(THE EXERCISE):
Repeat the records exactly. Every line must match.

**** TASK DATA

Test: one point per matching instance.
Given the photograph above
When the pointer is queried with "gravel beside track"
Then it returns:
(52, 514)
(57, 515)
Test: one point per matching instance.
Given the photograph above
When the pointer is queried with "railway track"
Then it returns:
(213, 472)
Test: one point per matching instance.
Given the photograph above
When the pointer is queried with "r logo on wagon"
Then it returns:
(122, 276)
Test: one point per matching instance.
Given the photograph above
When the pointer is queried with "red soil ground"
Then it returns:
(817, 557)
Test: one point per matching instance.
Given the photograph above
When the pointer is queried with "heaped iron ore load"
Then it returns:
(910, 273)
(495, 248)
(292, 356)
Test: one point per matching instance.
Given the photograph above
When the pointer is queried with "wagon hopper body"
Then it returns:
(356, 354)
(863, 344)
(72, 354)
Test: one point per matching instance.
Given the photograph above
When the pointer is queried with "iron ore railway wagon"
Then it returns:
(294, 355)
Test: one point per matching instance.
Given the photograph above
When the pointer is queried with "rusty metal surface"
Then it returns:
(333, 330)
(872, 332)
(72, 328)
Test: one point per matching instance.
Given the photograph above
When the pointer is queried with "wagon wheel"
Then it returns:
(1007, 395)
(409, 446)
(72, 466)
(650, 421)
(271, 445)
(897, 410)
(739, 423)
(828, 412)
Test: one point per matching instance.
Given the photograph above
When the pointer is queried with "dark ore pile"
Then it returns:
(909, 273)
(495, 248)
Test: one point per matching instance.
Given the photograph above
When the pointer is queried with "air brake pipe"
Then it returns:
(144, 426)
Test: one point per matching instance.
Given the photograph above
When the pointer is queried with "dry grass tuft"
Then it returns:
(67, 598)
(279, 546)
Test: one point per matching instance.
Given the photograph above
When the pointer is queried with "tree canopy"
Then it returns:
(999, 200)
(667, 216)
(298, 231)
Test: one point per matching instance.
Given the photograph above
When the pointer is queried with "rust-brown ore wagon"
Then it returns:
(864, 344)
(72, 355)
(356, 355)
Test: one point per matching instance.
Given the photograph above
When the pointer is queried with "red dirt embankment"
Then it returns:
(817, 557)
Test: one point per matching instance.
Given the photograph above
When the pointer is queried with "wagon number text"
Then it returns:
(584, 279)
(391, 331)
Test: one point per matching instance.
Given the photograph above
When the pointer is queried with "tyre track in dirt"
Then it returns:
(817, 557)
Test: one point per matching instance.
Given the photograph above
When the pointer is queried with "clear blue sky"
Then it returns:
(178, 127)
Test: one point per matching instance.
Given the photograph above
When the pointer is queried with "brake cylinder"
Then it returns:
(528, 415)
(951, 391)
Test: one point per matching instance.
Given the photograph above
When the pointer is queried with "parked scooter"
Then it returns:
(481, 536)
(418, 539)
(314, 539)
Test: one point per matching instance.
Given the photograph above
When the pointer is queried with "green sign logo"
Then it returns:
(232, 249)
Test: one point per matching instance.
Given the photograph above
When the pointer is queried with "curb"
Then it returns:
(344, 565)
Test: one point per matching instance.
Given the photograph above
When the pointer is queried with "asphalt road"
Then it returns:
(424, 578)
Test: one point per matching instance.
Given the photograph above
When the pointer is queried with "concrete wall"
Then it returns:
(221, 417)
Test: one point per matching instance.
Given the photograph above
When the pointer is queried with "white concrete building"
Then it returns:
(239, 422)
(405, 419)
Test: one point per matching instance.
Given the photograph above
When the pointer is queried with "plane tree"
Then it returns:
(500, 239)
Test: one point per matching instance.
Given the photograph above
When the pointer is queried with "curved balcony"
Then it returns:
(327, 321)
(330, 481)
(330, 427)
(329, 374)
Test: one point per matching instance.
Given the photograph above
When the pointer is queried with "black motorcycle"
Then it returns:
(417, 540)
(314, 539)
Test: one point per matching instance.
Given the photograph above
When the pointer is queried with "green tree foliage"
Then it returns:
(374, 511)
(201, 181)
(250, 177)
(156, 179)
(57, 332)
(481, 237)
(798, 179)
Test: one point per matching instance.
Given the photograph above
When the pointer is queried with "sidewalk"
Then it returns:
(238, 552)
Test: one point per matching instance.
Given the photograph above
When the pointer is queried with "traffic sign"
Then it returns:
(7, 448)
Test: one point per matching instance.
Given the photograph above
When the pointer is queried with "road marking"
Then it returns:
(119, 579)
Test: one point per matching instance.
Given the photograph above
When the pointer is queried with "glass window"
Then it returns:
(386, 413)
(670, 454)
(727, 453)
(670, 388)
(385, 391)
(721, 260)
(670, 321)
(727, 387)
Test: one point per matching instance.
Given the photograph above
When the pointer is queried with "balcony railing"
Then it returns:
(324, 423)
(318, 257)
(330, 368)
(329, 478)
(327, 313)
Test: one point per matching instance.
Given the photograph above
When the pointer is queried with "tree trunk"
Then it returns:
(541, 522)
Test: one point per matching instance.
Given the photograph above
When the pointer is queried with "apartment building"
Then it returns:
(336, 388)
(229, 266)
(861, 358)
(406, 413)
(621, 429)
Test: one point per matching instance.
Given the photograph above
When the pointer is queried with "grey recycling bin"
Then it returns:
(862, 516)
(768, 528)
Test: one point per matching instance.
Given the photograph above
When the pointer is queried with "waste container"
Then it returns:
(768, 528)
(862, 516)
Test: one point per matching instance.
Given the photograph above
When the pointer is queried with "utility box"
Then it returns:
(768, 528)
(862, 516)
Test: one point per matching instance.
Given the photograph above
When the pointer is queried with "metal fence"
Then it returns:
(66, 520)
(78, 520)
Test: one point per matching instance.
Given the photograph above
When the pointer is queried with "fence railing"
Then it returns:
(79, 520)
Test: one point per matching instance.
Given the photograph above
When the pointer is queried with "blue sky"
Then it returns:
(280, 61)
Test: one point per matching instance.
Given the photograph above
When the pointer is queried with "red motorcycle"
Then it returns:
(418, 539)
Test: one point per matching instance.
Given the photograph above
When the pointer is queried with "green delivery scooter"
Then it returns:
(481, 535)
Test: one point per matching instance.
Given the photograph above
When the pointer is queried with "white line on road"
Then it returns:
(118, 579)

********

(RESULT FOR THIS TASK):
Test: one point per matching instance.
Given the photograph above
When the pointer is queried with "gravel beside track"
Then it returns:
(52, 514)
(57, 515)
Test: one point per matching instance.
Given the photograph above
When the pointer is queried with "railway track"
Then it returns:
(213, 472)
Test: one point per matching instance.
Given the photograph above
When the pointer is queried with "r logo on wagon"
Then it returns:
(122, 276)
Test: one point per matching instance.
Given the photograph above
When the pointer is queried with "red soil ground"
Then it returns:
(817, 557)
Test: one point per matching instance.
Given the photograph above
When the pointer is queried with "heaped iron ore load"
Then it returns:
(910, 273)
(495, 248)
(292, 356)
Test: one point per matching instance.
Given the photograph above
When the pointer is queried with "wagon hopper body"
Then it returns:
(356, 354)
(863, 344)
(72, 354)
Test: one point per matching instance.
Given the photograph above
When the pointer is queried with "iron ore railway wagon"
Then it returns:
(294, 355)
Test: one point per matching instance.
Given the photograph above
When the pointer is queried with "rusty metal surface"
Then it returns:
(333, 330)
(872, 332)
(72, 328)
Test: one point per matching instance.
Given the photograph above
When the pointer is queried with "wagon wheel"
Then it returns:
(1007, 395)
(409, 446)
(72, 466)
(650, 421)
(271, 445)
(897, 410)
(739, 423)
(828, 412)
Test: one point per matching instance.
Given the photograph above
When the pointer is queried with "dark ore pile"
Then it returns:
(909, 273)
(495, 248)
Test: one point per matching instance.
Given the photograph above
When the pointer is queried with "air brake pipe"
Then it returns:
(144, 426)
Test: one point per matching instance.
Given the photograph above
When the pointer is queried with "dry grass tuft"
Then it returns:
(67, 598)
(279, 546)
Test: one point per matching instance.
Given the photograph above
When the pointer is queried with "tree canopy"
Then it returns:
(999, 200)
(667, 216)
(298, 231)
Test: one point per matching instance.
Given the photograph above
When the pointer is queried with "rust-brown ore wagon"
Then it returns:
(864, 344)
(72, 355)
(356, 355)
Test: one point per matching instance.
Given the photograph above
When the pointer is queried with "red dirt embankment"
Then it returns:
(817, 557)
Test: one point per matching instance.
Given the photograph above
When the pointer is queried with "wagon number text"
Then it returns:
(584, 279)
(391, 331)
Test: one point per matching instance.
Given the photograph above
When the pointer is queried with "tyre track in dirt"
Then it returns:
(817, 557)
Test: one point per matching instance.
Given the photograph above
When the pointer is queried with "clear blue sky"
Then it returns:
(178, 127)
Test: one point per matching instance.
Given the photograph above
When the pointer is queried with "brake cylinder"
Then it returns:
(528, 415)
(951, 391)
Test: one point per matching instance.
Given the photograph above
When the pointer is queried with "parked scooter"
Then it returns:
(481, 536)
(418, 539)
(314, 539)
Test: one point per matching instance.
Given the photograph above
When the pointer is queried with "green sign logo"
Then it returns:
(232, 249)
Test: one point per matching instance.
Given the photograph above
When the pointer is queried with "curb"
Then it returns:
(344, 565)
Test: one point per matching instance.
Given the photograph above
When the pointer is queried with "asphalt road"
Then it returns:
(424, 578)
Test: one point per matching instance.
Given the photograph above
When the pointer is queried with "concrete wall"
Then it returns:
(221, 417)
Test: one point per matching instance.
Given the photograph above
When the pointer is queried with "white concrete building"
Then it returns:
(239, 422)
(405, 419)
Test: one point per matching instance.
Given the photograph above
When the pointer is queried with "plane tree"
Then it returns:
(500, 239)
Test: one point per matching instance.
Given the photograph above
When the pointer is queried with "curved balcony"
Then it returns:
(327, 321)
(330, 481)
(330, 427)
(329, 374)
Test: one point per matching instance.
Given the photograph above
When the pointer is queried with "black motorcycle"
Then it returns:
(417, 540)
(314, 539)
Test: one point per matching instance.
Given the photograph above
When the pointer is queried with "green tree foliage"
Then it returns:
(374, 511)
(201, 181)
(250, 177)
(156, 179)
(57, 332)
(481, 237)
(798, 179)
Test: one point per matching instance.
Given the photograph above
When the pointer is queried with "sidewalk"
Then it returns:
(238, 552)
Test: one point per matching instance.
Given the photograph above
When the pointer is queried with "traffic sign"
Then it returns:
(7, 448)
Test: one point per matching instance.
Given the photograph above
When the pointer is queried with "road marking"
Then it returns:
(119, 579)
Test: one point per matching instance.
Given the photograph above
When the pointer is queried with "glass window"
Then it returns:
(386, 413)
(670, 454)
(727, 453)
(670, 388)
(385, 391)
(721, 260)
(670, 321)
(727, 387)
Test: one point per matching instance.
Given the photograph above
When the pointer is queried with "balcony railing"
Then it returns:
(324, 423)
(318, 257)
(330, 368)
(329, 478)
(327, 313)
Test: one point per matching instance.
Given the photograph above
When the pointer is queried with "tree trunk"
Then it returns:
(541, 522)
Test: one point per matching instance.
Given the photograph above
When the pointer is queried with "apartment building"
Then it returns:
(336, 388)
(229, 266)
(861, 358)
(406, 413)
(621, 429)
Test: one point per matching instance.
Given the photograph above
When the pointer is queried with "grey recycling bin"
Then it returns:
(862, 516)
(768, 528)
Test: one point per matching instance.
Given the photograph above
When the pointer is queried with "waste container"
Then it returns:
(768, 528)
(862, 516)
Test: one point per matching instance.
Given the photograph above
When the pointer is queried with "utility box"
Then it returns:
(768, 528)
(862, 516)
Test: one point per matching instance.
Given the photograph above
When the pointer is queried with "metal fence"
Then it returns:
(66, 520)
(78, 520)
Test: one point per matching instance.
Given the photograph above
When the pointer is queried with "fence railing"
Then it returns:
(79, 520)
Test: one point per matching instance.
Given the photograph above
When the pointer is queried with "blue sky"
Then it returns:
(280, 61)
Test: one point per matching instance.
Given the photograph above
When the pointer is queried with "red motorcycle"
Then it returns:
(418, 539)
Test: one point per matching instance.
Given the photograph above
When the pointer is queried with "green delivery scooter"
Then it returns:
(481, 535)
Test: one point per matching instance.
Given the photograph above
When the pointer is queried with "white line on road"
Then it returns:
(118, 579)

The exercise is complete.